▼

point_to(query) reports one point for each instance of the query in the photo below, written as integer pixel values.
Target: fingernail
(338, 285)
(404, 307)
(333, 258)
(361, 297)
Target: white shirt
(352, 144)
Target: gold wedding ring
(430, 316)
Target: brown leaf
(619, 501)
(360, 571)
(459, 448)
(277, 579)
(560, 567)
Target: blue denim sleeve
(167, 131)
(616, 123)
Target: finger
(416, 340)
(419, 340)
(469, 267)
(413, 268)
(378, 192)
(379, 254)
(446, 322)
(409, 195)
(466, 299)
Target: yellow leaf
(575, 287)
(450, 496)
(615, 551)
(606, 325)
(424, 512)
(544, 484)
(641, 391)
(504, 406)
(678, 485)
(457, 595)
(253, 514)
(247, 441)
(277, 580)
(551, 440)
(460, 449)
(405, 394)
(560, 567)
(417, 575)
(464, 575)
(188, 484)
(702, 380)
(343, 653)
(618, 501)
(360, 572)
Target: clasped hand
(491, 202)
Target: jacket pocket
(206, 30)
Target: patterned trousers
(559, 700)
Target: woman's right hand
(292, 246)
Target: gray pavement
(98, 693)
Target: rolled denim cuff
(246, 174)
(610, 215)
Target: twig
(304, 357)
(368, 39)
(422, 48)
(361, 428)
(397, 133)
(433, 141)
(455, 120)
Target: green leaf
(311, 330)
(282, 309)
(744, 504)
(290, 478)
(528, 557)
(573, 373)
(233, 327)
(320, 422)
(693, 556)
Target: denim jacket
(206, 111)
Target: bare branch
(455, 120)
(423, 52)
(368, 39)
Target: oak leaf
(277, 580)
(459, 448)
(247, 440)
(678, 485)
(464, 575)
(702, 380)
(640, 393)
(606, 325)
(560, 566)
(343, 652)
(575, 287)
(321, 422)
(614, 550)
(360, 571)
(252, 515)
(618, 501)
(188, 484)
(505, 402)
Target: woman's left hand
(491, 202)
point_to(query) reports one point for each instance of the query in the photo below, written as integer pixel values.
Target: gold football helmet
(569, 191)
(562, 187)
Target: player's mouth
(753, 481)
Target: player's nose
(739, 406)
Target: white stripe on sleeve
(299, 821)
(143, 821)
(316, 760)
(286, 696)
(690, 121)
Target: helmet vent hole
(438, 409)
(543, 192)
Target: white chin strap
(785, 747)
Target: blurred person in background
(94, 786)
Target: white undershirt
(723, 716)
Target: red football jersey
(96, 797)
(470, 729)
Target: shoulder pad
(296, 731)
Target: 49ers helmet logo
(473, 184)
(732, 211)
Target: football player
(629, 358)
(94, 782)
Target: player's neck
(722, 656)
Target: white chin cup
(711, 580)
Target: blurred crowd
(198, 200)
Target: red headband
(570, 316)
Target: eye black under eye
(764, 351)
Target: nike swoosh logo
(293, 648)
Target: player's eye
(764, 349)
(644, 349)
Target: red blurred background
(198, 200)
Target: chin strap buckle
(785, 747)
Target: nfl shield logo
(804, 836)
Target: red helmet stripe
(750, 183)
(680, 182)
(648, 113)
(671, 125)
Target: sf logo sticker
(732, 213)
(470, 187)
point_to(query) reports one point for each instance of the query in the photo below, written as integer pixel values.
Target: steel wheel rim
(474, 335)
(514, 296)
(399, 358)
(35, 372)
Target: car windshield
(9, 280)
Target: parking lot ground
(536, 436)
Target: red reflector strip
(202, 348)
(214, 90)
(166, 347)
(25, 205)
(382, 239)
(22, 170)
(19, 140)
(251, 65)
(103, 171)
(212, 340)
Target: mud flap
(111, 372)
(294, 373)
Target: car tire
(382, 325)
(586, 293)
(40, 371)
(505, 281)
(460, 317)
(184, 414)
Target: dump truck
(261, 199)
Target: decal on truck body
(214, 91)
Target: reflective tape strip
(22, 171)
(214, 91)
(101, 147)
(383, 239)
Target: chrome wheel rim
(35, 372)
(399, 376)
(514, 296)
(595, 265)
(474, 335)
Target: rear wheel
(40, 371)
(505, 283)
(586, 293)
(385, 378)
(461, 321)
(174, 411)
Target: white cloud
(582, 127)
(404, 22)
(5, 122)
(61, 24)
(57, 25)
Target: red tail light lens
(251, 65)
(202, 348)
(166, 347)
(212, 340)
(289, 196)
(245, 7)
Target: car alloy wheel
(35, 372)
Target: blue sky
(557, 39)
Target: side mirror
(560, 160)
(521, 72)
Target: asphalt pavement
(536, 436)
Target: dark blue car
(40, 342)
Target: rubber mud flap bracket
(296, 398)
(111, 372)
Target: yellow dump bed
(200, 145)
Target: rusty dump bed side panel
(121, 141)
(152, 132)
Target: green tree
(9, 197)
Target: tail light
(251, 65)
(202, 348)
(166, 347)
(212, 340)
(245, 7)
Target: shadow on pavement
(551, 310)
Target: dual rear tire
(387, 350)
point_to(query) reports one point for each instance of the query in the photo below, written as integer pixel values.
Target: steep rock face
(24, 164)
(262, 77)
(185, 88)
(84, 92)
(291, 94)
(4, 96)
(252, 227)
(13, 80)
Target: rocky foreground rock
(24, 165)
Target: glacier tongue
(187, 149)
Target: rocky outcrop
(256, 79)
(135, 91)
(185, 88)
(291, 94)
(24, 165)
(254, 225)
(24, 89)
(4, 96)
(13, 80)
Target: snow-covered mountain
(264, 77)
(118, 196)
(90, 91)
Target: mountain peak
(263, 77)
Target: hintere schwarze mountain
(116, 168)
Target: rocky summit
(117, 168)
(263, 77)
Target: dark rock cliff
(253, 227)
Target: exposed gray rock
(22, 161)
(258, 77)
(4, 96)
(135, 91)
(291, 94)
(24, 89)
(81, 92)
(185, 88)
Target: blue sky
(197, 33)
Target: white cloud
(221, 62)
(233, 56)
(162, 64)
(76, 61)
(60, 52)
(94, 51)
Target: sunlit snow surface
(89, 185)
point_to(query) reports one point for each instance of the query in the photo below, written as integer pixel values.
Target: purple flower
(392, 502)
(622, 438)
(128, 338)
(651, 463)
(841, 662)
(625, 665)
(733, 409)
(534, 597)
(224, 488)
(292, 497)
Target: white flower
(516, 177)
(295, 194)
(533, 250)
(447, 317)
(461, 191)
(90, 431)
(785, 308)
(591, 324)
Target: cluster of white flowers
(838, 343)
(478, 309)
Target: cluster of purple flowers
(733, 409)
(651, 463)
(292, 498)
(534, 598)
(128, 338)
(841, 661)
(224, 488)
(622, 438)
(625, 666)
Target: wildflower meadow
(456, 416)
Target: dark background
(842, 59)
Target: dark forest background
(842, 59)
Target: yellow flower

▲

* WORK INSTRUCTIONS *
Every entry should be printed again exactly as written.

* EXERCISE RESPONSE *
point_to(query) reports one point for each instance of the query in the photo below, written as integer pixel values.
Target: fingernail
(338, 285)
(404, 307)
(333, 258)
(361, 297)
Target: white shirt
(352, 144)
Target: gold wedding ring
(430, 316)
Target: brown leaf
(619, 501)
(360, 571)
(459, 448)
(277, 579)
(560, 567)
Target: blue denim sleeve
(167, 131)
(616, 123)
Target: finger
(416, 340)
(419, 340)
(469, 267)
(413, 268)
(378, 192)
(379, 254)
(446, 322)
(409, 195)
(466, 299)
Target: yellow leaf
(575, 287)
(450, 496)
(615, 551)
(606, 325)
(424, 512)
(544, 484)
(641, 391)
(504, 406)
(678, 485)
(457, 595)
(253, 514)
(247, 441)
(277, 580)
(551, 440)
(460, 449)
(405, 394)
(560, 567)
(417, 575)
(464, 575)
(188, 484)
(702, 380)
(343, 653)
(618, 501)
(360, 572)
Target: clasped hand
(491, 202)
Target: jacket pocket
(206, 30)
Target: patterned trousers
(559, 700)
Target: woman's right hand
(292, 246)
Target: gray pavement
(98, 693)
Target: rolled denim cuff
(246, 174)
(610, 215)
Target: twig
(304, 357)
(368, 39)
(422, 48)
(361, 428)
(397, 133)
(433, 141)
(455, 120)
Target: green leaf
(311, 330)
(282, 309)
(744, 504)
(290, 478)
(528, 557)
(573, 373)
(233, 327)
(320, 422)
(693, 556)
Target: denim jacket
(206, 111)
Target: bare branch
(455, 120)
(423, 52)
(368, 39)
Target: oak leaf
(277, 580)
(459, 448)
(247, 440)
(678, 485)
(464, 575)
(702, 380)
(640, 393)
(606, 325)
(560, 566)
(343, 652)
(575, 287)
(321, 422)
(614, 550)
(360, 571)
(252, 515)
(618, 501)
(188, 484)
(505, 402)
Target: woman's left hand
(491, 202)
point_to(query) reports one point for each instance of the query in the photo below, written as integer pixel values.
Target: gold football helmet
(569, 191)
(562, 187)
Target: player's mouth
(753, 481)
Target: player's nose
(739, 406)
Target: white stripe on sleeve
(299, 821)
(143, 821)
(316, 760)
(286, 696)
(690, 121)
Target: helmet vent hole
(438, 409)
(543, 192)
Target: white chin strap
(785, 747)
Target: blurred person in background
(94, 786)
Target: white undershirt
(723, 716)
Target: red football jersey
(96, 797)
(470, 729)
Target: shoulder pad
(296, 731)
Target: 49ers helmet logo
(473, 184)
(732, 211)
Target: football player
(629, 358)
(94, 782)
Target: player's neck
(722, 656)
Target: white chin cup
(711, 580)
Target: blurred crowd
(198, 200)
Target: red headband
(570, 316)
Target: eye black under eye
(764, 351)
Target: nike swoosh logo
(293, 648)
Target: player's eye
(764, 349)
(644, 349)
Target: red blurred background
(198, 200)
Target: chin strap buckle
(785, 747)
Target: nfl shield logo
(804, 836)
Target: red helmet stripe
(750, 183)
(680, 182)
(648, 113)
(671, 125)
Target: sf logo sticker
(732, 213)
(470, 187)
point_to(query) reports one point for each instance of the query in the photo below, written as integer pixel values.
Target: steel wheel rim
(474, 335)
(514, 296)
(399, 358)
(35, 372)
Target: car windshield
(9, 280)
Target: parking lot ground
(536, 436)
Target: red reflector strip
(202, 348)
(214, 90)
(166, 347)
(25, 205)
(382, 239)
(22, 170)
(19, 140)
(251, 65)
(103, 171)
(212, 340)
Target: mud flap
(111, 372)
(294, 373)
Target: car tire
(382, 325)
(586, 293)
(40, 371)
(505, 281)
(460, 317)
(184, 414)
Target: dump truck
(261, 199)
Target: decal on truck body
(214, 91)
Target: reflective tape strip
(22, 171)
(214, 91)
(101, 147)
(383, 239)
Target: chrome wheel rim
(35, 372)
(399, 376)
(514, 296)
(595, 265)
(474, 335)
Target: rear wheel
(40, 371)
(505, 283)
(586, 293)
(385, 378)
(461, 321)
(174, 411)
Target: white cloud
(582, 127)
(404, 22)
(5, 122)
(61, 24)
(57, 25)
Target: red tail light lens
(251, 65)
(202, 348)
(166, 347)
(212, 340)
(289, 196)
(245, 7)
Target: car alloy wheel
(35, 372)
Target: blue sky
(557, 39)
Target: side mirror
(560, 160)
(521, 72)
Target: asphalt pavement
(536, 436)
Target: dark blue car
(40, 342)
Target: rubber mud flap bracket
(296, 398)
(111, 372)
Target: yellow dump bed
(200, 145)
Target: rusty dump bed side panel
(121, 141)
(152, 132)
Target: green tree
(9, 197)
Target: tail light
(251, 65)
(202, 348)
(166, 347)
(212, 340)
(245, 7)
Target: shadow on pavement
(551, 310)
Target: dual rear tire
(387, 350)
point_to(query) reports one point for each instance of the query in the photo below, written as integer pixel values.
Target: steep rock face
(24, 164)
(262, 77)
(185, 88)
(84, 92)
(291, 94)
(4, 96)
(252, 227)
(13, 80)
Target: rocky foreground rock
(24, 165)
Target: glacier tongue
(187, 149)
Target: rocky outcrop
(256, 79)
(135, 91)
(185, 88)
(291, 94)
(24, 165)
(254, 225)
(24, 89)
(4, 96)
(13, 80)
Target: snow-covered mountain
(264, 77)
(118, 196)
(90, 91)
Target: mountain peak
(263, 77)
Target: hintere schwarze mountain
(116, 168)
Target: rocky summit
(117, 168)
(263, 77)
Target: dark rock cliff
(253, 227)
Target: exposed gray rock
(22, 161)
(258, 77)
(4, 96)
(135, 91)
(291, 94)
(24, 89)
(81, 92)
(185, 88)
Target: blue sky
(197, 33)
Target: white cloud
(221, 62)
(233, 56)
(162, 64)
(76, 61)
(60, 52)
(94, 51)
Target: sunlit snow surface
(89, 185)
point_to(query) reports one point for each instance of the query in the photo below, written as integer pixel values.
Target: purple flower
(392, 502)
(622, 438)
(128, 338)
(651, 463)
(841, 662)
(625, 665)
(733, 409)
(534, 597)
(224, 488)
(292, 497)
Target: white flower
(516, 177)
(295, 194)
(533, 250)
(447, 317)
(461, 191)
(90, 431)
(785, 308)
(591, 324)
Target: cluster of white flowers
(838, 343)
(478, 309)
Target: cluster of purple flowers
(733, 409)
(651, 463)
(292, 498)
(534, 598)
(128, 338)
(841, 661)
(224, 488)
(622, 438)
(625, 666)
Target: wildflower meadow
(456, 416)
Target: dark background
(842, 59)
Target: dark forest background
(842, 59)
Target: yellow flower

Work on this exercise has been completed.